* Information provided *

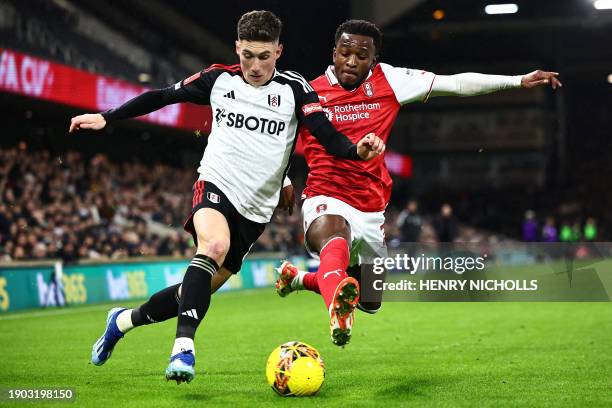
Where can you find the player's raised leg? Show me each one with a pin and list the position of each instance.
(162, 306)
(213, 237)
(329, 235)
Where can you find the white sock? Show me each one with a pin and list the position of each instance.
(124, 321)
(182, 344)
(298, 281)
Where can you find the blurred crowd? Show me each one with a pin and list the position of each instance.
(549, 230)
(74, 208)
(62, 206)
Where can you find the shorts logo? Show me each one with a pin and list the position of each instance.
(213, 198)
(274, 100)
(192, 78)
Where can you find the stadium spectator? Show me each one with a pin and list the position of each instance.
(445, 224)
(590, 230)
(410, 222)
(530, 227)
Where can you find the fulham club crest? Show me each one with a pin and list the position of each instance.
(368, 89)
(274, 100)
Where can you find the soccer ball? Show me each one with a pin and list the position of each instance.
(295, 368)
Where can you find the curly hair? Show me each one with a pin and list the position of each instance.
(360, 27)
(259, 25)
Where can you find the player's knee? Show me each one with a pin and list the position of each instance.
(369, 307)
(214, 247)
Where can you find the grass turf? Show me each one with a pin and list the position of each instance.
(419, 354)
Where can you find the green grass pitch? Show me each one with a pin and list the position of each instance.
(409, 354)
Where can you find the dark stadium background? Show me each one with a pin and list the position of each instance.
(492, 158)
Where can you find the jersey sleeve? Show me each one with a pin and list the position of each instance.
(195, 89)
(309, 113)
(198, 87)
(409, 85)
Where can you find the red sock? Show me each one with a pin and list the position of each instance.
(310, 282)
(332, 269)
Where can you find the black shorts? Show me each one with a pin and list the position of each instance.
(243, 232)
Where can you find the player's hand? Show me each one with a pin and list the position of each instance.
(370, 146)
(93, 121)
(287, 199)
(537, 78)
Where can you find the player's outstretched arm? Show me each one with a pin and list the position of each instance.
(141, 105)
(470, 83)
(93, 121)
(539, 78)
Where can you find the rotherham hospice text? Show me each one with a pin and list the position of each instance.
(412, 264)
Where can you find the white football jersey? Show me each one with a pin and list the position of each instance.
(253, 133)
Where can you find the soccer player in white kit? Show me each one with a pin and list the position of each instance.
(256, 113)
(345, 201)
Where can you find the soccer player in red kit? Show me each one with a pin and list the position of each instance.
(344, 202)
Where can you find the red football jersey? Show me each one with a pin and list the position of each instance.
(372, 107)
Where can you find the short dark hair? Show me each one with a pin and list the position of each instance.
(360, 27)
(259, 25)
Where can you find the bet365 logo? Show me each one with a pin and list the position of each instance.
(74, 288)
(4, 297)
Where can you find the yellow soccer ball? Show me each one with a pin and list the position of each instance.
(295, 368)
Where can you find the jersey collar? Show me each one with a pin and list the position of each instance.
(331, 76)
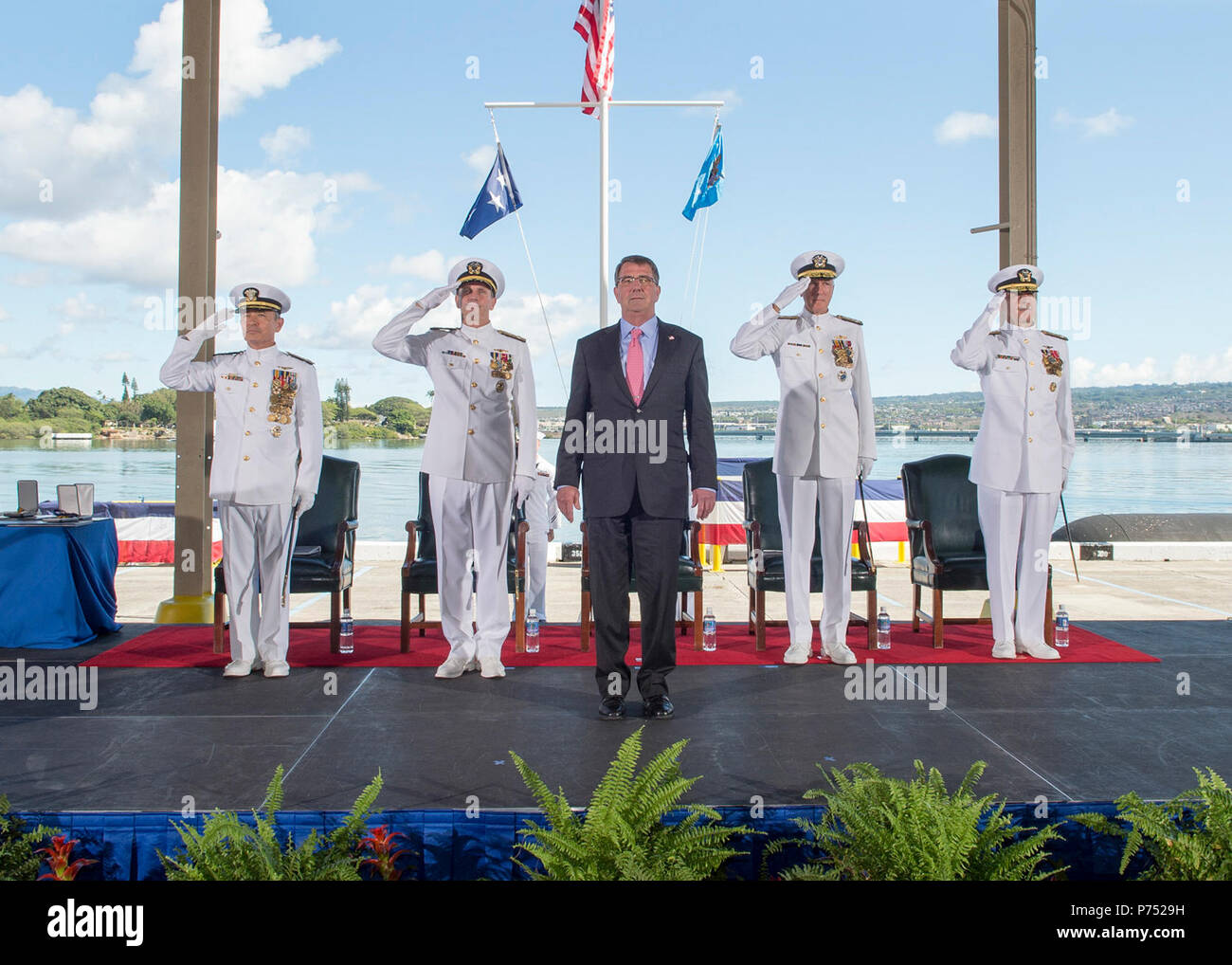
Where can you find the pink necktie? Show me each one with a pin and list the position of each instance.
(633, 366)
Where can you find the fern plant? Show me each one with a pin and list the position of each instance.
(19, 862)
(1187, 838)
(879, 828)
(623, 836)
(229, 849)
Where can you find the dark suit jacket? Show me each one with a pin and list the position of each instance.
(677, 402)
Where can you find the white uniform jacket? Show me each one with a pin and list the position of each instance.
(825, 420)
(1026, 434)
(484, 389)
(267, 422)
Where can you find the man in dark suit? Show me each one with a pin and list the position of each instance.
(643, 382)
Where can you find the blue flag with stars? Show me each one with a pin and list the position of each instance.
(497, 198)
(706, 188)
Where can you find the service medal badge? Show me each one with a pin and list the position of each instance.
(283, 386)
(501, 365)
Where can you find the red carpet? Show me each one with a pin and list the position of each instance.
(377, 646)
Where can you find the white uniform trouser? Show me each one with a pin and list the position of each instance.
(472, 529)
(836, 498)
(1018, 528)
(536, 574)
(254, 559)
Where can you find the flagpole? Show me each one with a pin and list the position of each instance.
(603, 209)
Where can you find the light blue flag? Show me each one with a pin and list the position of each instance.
(709, 184)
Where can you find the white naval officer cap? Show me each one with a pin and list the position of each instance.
(259, 295)
(817, 265)
(1017, 279)
(477, 269)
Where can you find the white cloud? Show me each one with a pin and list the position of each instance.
(962, 126)
(1119, 373)
(57, 163)
(284, 143)
(1101, 124)
(430, 265)
(1212, 369)
(79, 308)
(266, 222)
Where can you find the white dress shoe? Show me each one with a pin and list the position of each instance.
(1039, 649)
(238, 668)
(799, 653)
(839, 653)
(492, 667)
(452, 667)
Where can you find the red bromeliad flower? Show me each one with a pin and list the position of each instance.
(381, 843)
(58, 861)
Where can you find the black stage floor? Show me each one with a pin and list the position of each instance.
(1083, 732)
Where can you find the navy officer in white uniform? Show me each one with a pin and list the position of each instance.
(266, 464)
(1022, 455)
(483, 401)
(824, 439)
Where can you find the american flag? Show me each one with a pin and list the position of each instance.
(600, 40)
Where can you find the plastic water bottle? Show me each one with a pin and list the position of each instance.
(346, 632)
(533, 631)
(882, 630)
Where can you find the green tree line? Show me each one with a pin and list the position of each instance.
(66, 410)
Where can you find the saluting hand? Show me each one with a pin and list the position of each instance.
(567, 500)
(436, 296)
(789, 294)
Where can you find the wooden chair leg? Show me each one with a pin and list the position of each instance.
(937, 620)
(762, 619)
(220, 614)
(335, 620)
(873, 619)
(698, 627)
(1048, 636)
(520, 623)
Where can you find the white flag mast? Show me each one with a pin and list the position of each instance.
(603, 105)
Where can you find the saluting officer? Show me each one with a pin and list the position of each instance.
(824, 439)
(484, 397)
(266, 464)
(1022, 455)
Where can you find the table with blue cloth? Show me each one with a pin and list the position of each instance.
(57, 583)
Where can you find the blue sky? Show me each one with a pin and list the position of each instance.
(353, 140)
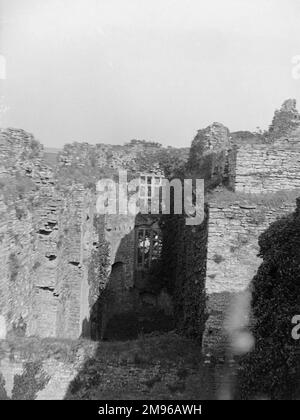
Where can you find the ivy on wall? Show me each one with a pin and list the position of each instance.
(273, 369)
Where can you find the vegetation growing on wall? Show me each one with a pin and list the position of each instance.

* Brief *
Rewrite the entries from the line containing "Where can you find the american" through the end of the entries, inclusive, as a Markdown table with the columns Row and Line. Omit blank lines and the pictures.

* Response to this exercise *
| Row | Line |
|---|---|
| 1 | Where can you find the american flag? Show me each one with a pin and list the position of each instance. |
| 2 | (600, 40) |
| 3 | Where can you find the plastic water bottle? Show me each one with a pin and list the position of each instance. |
| 4 | (346, 632) |
| 5 | (533, 631) |
| 6 | (882, 630) |
| 7 | Where can you find the green tree line? Show me each one with a pin and list the position of each instance. |
| 8 | (66, 410) |
| 9 | Where can you find the saluting hand? Show me each one with a pin and list the position of each instance. |
| 10 | (567, 500) |
| 11 | (436, 296) |
| 12 | (789, 294) |
| 13 | Where can you find the wooden chair leg? Show me each one with a pin and list the position of each instance. |
| 14 | (937, 620) |
| 15 | (762, 619) |
| 16 | (220, 614) |
| 17 | (335, 620) |
| 18 | (873, 619) |
| 19 | (698, 627) |
| 20 | (1048, 636) |
| 21 | (520, 623) |
| 22 | Where can you find the white flag mast? Show me each one with a pin and list the position of each instance. |
| 23 | (603, 105) |
| 24 | Where can you find the saluting officer? Show me each one with a pin and list the position of each instance. |
| 25 | (824, 439) |
| 26 | (484, 397) |
| 27 | (266, 464) |
| 28 | (1022, 455) |
| 29 | Where can you find the table with blue cloth? Show me each one with a pin and list the position of each instance. |
| 30 | (57, 583) |
| 31 | Where can you find the blue sky? Show me each one with a pin and list the position of each instance. |
| 32 | (353, 140) |
| 33 | Where can you find the ivy on wall? Show me each one with a pin and list the position of each instance. |
| 34 | (273, 369) |
| 35 | Where can you find the vegetation growing on wall? Show me each one with a pin and list the position of each instance. |